(Material for this task)
|---|

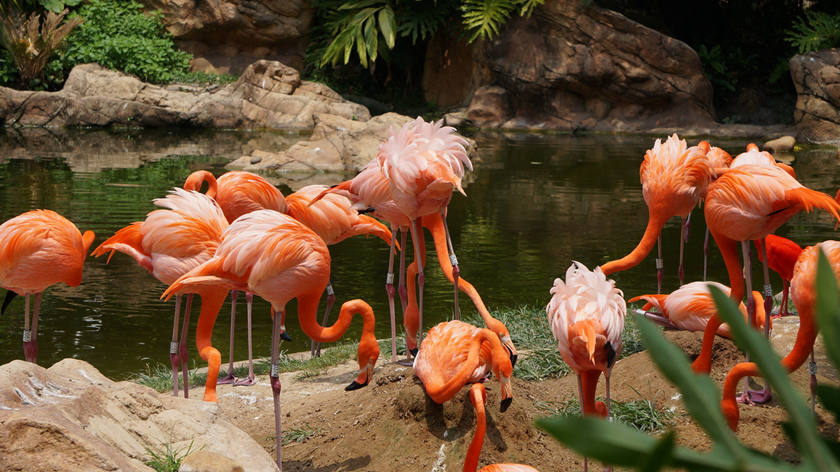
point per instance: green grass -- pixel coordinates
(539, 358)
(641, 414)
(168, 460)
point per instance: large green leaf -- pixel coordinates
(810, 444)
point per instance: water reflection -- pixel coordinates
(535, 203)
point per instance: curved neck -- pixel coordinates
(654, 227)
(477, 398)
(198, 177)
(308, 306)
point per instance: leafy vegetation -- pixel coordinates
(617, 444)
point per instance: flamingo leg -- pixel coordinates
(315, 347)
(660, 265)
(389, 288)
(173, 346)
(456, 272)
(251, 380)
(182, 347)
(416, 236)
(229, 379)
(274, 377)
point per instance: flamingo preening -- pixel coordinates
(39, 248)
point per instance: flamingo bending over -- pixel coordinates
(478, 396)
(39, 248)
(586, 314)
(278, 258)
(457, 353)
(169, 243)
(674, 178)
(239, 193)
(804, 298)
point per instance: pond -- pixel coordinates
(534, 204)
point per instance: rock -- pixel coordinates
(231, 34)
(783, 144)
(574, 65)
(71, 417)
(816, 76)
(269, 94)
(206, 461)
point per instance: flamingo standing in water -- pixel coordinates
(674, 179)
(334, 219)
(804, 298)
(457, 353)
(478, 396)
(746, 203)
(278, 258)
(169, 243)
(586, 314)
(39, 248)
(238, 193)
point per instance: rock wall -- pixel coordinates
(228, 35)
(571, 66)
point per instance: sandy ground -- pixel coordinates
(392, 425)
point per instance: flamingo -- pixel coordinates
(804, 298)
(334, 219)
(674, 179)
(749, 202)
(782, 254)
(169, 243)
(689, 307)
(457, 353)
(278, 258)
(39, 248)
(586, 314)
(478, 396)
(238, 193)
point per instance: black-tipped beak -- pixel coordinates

|---|

(Work instructions) Each line from the one containing "point per instance: flamingo standing" through the end of the entries, both included, is to be returned exactly, with no other lines.

(Output of the exercise)
point per instance: flamingo standing in water -- pixel coordinates
(674, 179)
(334, 219)
(804, 298)
(457, 353)
(478, 396)
(746, 203)
(278, 258)
(169, 243)
(586, 314)
(39, 248)
(238, 193)
point per instance: rock wall -- pixel coordinates
(228, 35)
(571, 66)
point per instance: sandy ground -- pixel coordinates
(392, 425)
point per instance: flamingo -- pixel coordinates
(804, 298)
(334, 219)
(674, 179)
(749, 202)
(782, 254)
(169, 243)
(689, 307)
(457, 353)
(278, 258)
(39, 248)
(586, 314)
(478, 396)
(238, 193)
point per instance: black-tipped beak -- pixel coordinates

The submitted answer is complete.